What to work on:
Return every item below unchanged, line for line.

Record set:
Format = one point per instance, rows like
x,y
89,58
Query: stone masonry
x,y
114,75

Solution:
Format = one point per instance, rows like
x,y
89,58
Query: stone masonry
x,y
114,75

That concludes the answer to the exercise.